_TASK_
Retype each entry. Leave nothing out.
- - -
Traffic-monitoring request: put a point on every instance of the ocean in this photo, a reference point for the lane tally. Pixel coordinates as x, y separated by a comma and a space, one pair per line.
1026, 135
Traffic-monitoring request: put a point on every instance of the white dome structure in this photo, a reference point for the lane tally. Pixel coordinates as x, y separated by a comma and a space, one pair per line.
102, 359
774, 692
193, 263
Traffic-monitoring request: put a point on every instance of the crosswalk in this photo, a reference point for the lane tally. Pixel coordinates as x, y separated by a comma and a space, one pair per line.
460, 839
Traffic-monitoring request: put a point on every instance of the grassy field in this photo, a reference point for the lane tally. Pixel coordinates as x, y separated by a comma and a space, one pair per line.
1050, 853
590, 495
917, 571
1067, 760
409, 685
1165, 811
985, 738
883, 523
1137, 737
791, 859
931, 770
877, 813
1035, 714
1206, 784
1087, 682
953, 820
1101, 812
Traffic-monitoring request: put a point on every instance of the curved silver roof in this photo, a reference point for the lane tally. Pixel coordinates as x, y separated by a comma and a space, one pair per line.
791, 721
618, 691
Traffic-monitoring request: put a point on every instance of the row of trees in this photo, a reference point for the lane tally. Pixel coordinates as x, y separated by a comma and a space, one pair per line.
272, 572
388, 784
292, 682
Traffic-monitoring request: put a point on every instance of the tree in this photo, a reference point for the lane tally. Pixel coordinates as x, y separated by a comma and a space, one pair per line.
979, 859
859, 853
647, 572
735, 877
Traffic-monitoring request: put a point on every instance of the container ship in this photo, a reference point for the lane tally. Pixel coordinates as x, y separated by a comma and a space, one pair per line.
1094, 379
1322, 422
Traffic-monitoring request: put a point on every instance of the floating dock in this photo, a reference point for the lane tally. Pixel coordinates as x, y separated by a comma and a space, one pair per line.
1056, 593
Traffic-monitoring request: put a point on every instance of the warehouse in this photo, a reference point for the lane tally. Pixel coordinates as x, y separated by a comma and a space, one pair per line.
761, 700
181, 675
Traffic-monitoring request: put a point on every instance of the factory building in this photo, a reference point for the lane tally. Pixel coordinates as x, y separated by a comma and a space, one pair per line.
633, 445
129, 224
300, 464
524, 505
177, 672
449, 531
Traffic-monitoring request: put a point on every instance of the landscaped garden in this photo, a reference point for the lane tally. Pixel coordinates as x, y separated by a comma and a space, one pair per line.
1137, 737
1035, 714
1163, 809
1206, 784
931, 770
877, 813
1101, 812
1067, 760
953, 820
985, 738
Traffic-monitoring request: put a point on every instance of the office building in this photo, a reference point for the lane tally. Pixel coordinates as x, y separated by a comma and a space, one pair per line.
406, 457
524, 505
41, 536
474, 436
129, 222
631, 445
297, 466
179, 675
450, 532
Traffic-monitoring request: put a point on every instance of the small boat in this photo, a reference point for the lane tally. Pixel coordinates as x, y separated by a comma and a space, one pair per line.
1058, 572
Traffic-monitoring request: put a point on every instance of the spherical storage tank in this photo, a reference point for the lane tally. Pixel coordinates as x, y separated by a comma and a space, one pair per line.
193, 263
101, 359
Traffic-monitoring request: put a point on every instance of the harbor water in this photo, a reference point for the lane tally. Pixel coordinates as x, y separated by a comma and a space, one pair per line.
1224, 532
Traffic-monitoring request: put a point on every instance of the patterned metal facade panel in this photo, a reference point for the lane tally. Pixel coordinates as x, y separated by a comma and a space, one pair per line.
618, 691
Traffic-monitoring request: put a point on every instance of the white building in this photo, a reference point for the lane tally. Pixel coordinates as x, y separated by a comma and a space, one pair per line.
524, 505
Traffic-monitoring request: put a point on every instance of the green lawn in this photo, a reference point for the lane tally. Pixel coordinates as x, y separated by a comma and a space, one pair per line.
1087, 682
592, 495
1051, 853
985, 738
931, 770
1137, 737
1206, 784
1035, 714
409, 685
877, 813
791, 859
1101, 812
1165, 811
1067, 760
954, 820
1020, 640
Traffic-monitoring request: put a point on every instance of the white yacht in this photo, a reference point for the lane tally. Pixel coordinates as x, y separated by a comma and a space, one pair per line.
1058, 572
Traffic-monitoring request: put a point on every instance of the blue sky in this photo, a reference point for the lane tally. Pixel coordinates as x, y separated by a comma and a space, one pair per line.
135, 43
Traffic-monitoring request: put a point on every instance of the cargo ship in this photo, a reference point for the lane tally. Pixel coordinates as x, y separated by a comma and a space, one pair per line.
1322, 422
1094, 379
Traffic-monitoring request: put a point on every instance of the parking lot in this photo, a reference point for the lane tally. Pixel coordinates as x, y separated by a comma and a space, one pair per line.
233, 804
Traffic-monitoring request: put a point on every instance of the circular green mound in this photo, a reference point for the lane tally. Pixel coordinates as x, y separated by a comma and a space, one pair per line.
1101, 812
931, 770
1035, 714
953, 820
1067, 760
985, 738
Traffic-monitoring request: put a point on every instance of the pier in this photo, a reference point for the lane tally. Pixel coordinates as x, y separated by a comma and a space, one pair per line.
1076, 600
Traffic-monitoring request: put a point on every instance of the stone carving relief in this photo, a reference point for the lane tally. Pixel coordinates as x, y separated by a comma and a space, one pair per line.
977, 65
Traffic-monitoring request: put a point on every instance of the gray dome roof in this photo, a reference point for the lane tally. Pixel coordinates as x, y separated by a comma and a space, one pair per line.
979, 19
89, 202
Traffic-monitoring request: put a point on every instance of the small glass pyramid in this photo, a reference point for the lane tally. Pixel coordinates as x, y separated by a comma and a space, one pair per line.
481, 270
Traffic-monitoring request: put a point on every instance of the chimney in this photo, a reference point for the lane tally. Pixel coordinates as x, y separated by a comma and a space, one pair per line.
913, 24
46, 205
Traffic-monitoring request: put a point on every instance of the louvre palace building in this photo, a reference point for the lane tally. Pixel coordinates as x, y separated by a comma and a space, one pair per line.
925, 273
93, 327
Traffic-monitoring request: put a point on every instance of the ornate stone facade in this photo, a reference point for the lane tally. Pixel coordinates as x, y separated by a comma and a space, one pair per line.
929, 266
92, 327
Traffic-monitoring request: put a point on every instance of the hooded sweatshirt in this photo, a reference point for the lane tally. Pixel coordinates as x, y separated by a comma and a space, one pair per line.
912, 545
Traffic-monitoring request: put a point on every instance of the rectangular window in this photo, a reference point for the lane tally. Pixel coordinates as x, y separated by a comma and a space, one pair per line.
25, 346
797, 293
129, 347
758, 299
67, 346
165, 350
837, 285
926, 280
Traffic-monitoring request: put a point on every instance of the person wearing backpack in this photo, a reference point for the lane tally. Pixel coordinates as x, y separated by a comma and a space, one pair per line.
- - -
_SOLUTION TO THIS PROBLEM_
Traffic-monitoring request: put a point on every instance of the ocean in this photo, a reference point for the lane tally. Pixel coordinates as x, y separated by a comma and a space, one pair per line.
1026, 135
Traffic-monitoring request: put a point on every instance of the white dome structure in this photo, a reference point for the lane tally. Pixel coordinates as x, y separated by a comma and a space, one pair per line.
102, 359
774, 692
193, 263
Traffic-monitoring request: put a point on every instance of the crosswalk in this photo, a reference point for the lane tally. Pixel coordinates as x, y separated by a comma and a space, one pair per line.
460, 839
Traffic-monitoring request: put a point on every instance of the grassy field in this photo, a reference point for the lane tally. Pixel coordinates as x, y separated by a comma and a space, one pair per line.
1050, 853
590, 495
917, 571
1067, 760
409, 685
1165, 811
985, 738
883, 523
1137, 737
791, 859
931, 770
877, 813
1035, 714
1206, 784
1087, 682
953, 820
1101, 812
Traffic-monitoring request: put a point on every instance of the curved silver roof in this photo, a reference point for the lane tally. Pixel coordinates as x, y separated by a comma and a space, one pair per line.
791, 721
618, 691
Traffic-monitoring request: put a point on every instance of the row of trees in this photo, a reference point for the lane tally. Pixel coordinates as x, y separated by a comma and a space, one pair per line.
272, 572
388, 784
292, 682
Traffic-monitoring request: put a point on every instance of the tree in this photo, a reference point for the lane tally. Pixel coordinates as x, y separated by a comma and a space, one pair per line.
979, 859
859, 853
647, 572
735, 877
Traffic-monitoring request: put a point on every instance of the container ship in this photo, a reference point for the lane tally. Pixel coordinates as x, y separated by a comma and a space, one pair per line.
1094, 379
1322, 422
Traffic-monitoring request: put a point on every instance of the floating dock in this photo, a reference point for the lane tally. Pixel coordinates as x, y separated by a comma and a space, one pair per line.
1056, 593
Traffic-monitoring request: put a point on every instance of the warehouse in this photo, a reference point for the lane tally. Pixel coordinates as x, y separated by a comma and a space, one pair per line.
761, 700
181, 675
Traffic-monitoring request: put a point on every instance of the factory building in this photo, a reference point for the lane tally. Pixel coordinates as x, y separated by a comma and a space, one pair per line.
633, 445
129, 224
300, 464
524, 505
177, 672
449, 531
Traffic-monitoring request: put a point on every instance of the landscaped garden in this photo, a reference point for the lane tally. Pixel coordinates as x, y separated by a comma and a space, one pair per line.
1137, 737
1035, 714
1163, 809
1206, 784
931, 770
877, 813
1101, 812
1067, 760
953, 820
985, 738
Traffic-monitoring request: put a point on every instance of the office building in this photo, a reference point for the lane tally. Pixel coordinates as x, y separated by a comma and a space, one pair per line.
406, 457
524, 505
41, 536
474, 436
129, 222
631, 445
297, 466
179, 675
450, 532
Traffic-monitoring request: put a point on every instance of the small boat in this photo, a reference point for the lane tally. Pixel coordinates as x, y separated by a comma and a space, one pair per line.
1058, 572
Traffic-monitoring request: put a point on every instance of the spherical storage tank in this photo, a reference point for the lane tally. Pixel coordinates as x, y separated by a comma and a space, one pair per line.
193, 263
101, 359
Traffic-monitoring request: put a point on every instance of the harbor water in this photo, a reference point for the lane tally. Pixel coordinates as x, y separated by a comma and a space, one pair per line.
1224, 532
Traffic-monitoring request: put a point on every instance of the patterned metal facade panel in this photo, a reference point for the lane tally. Pixel coordinates as x, y separated by a comma and a space, one pair per line.
618, 691
Traffic-monitoring request: put a point on every instance of the white building in this photo, a reference point for the lane tally. Pixel coordinates as x, y separated by a comma and a space, one pair per line.
524, 505
Traffic-monitoring request: put a point on every instance of the green lawn in this photo, a reference point for the lane tally. Pixel coordinates as x, y separated by a comma and a space, one pair per line.
1087, 682
592, 495
1051, 853
985, 738
931, 770
1137, 737
1206, 784
1035, 714
409, 685
877, 813
791, 859
1101, 812
1165, 811
1067, 760
954, 820
1020, 640
Traffic-monitoring request: put a point on every instance of the white yacht in this photo, a reference point for the lane tally. Pixel coordinates as x, y separated by a comma and a space, one pair per line.
1058, 572
Traffic-monitoring request: put a point on every instance of the blue sky in this photo, a reference point for the lane tally. Pixel coordinates as x, y separated by a comma and a space, one pair per line.
135, 43
Traffic-monitoring request: put a point on every instance of the cargo ship in this photo, a reference point for the lane tally. Pixel coordinates as x, y separated by a comma and a space, one pair per line.
1322, 422
1094, 379
Traffic-monitoring request: put a point on every instance of the parking lot in this photo, a reference point for the lane tally. Pixel coordinates as x, y separated by a comma and a space, one pair per line.
233, 804
Traffic-monitoring request: put a point on every instance of the circular green mound in this photo, a reference point for the lane tally. Pixel coordinates as x, y separated by a comma and a space, one pair per line.
1101, 812
931, 770
1035, 714
953, 820
1067, 760
985, 738
Traffic-monitoring request: put a point on every instance of the pier in this photo, a reference point for the lane tally. Pixel coordinates as x, y separated by a comma and a space, one pair per line.
1076, 600
Traffic-monitoring request: put a point on every instance of the stone carving relief in this photo, a reference point for the lane tally. Pixel coordinates as x, y separated by a comma and a space, one pair per line.
977, 65
Traffic-monitoring request: put a point on every instance of the gray dome roof in this photo, a reference point for the lane tally. Pixel coordinates as x, y separated by a comma and a space, one pair per line.
979, 19
89, 202
Traffic-monitoring request: put a point on every instance of the small glass pyramid in this photo, a reference point for the lane tally. Pixel coordinates as x, y separated by a comma and a space, one pair per line.
481, 270
Traffic-monitoring request: put a point on every instance of the chimney in this photo, a reference point for the lane tally. Pixel coordinates as x, y separated by a comma and a space, one pair per line.
913, 24
46, 205
Traffic-monitoring request: put a point on every instance of the louvre palace building in this photo, a reference point for the lane tally. Pixel coordinates as x, y separated by a comma and a space, one pair per line.
925, 273
93, 327
Traffic-monitoring request: put a point on every instance of the ornate stone facade in this photo, a reference point for the lane tally. Pixel coordinates as x, y separated by a comma and a space, one pair per line.
929, 266
92, 327
Traffic-monitoring request: put a point on every instance of the hooded sweatshirt in this photo, a reference point for the lane tally. Pixel coordinates as x, y separated by a comma and a space, one pair per line.
912, 545
Traffic-monitoring request: put a point on every instance of the rectangular window in this photo, a reference point for the lane tally. Pixel coordinates as x, y separated by a comma and a space, one pair per line.
25, 346
797, 293
129, 347
758, 299
67, 346
165, 350
837, 285
926, 280
Traffic-monitoring request: put a point on every instance of the person wearing backpack in this photo, a reference point for the lane tally. Pixel coordinates as x, y separated by a comma and a space, one pair per line.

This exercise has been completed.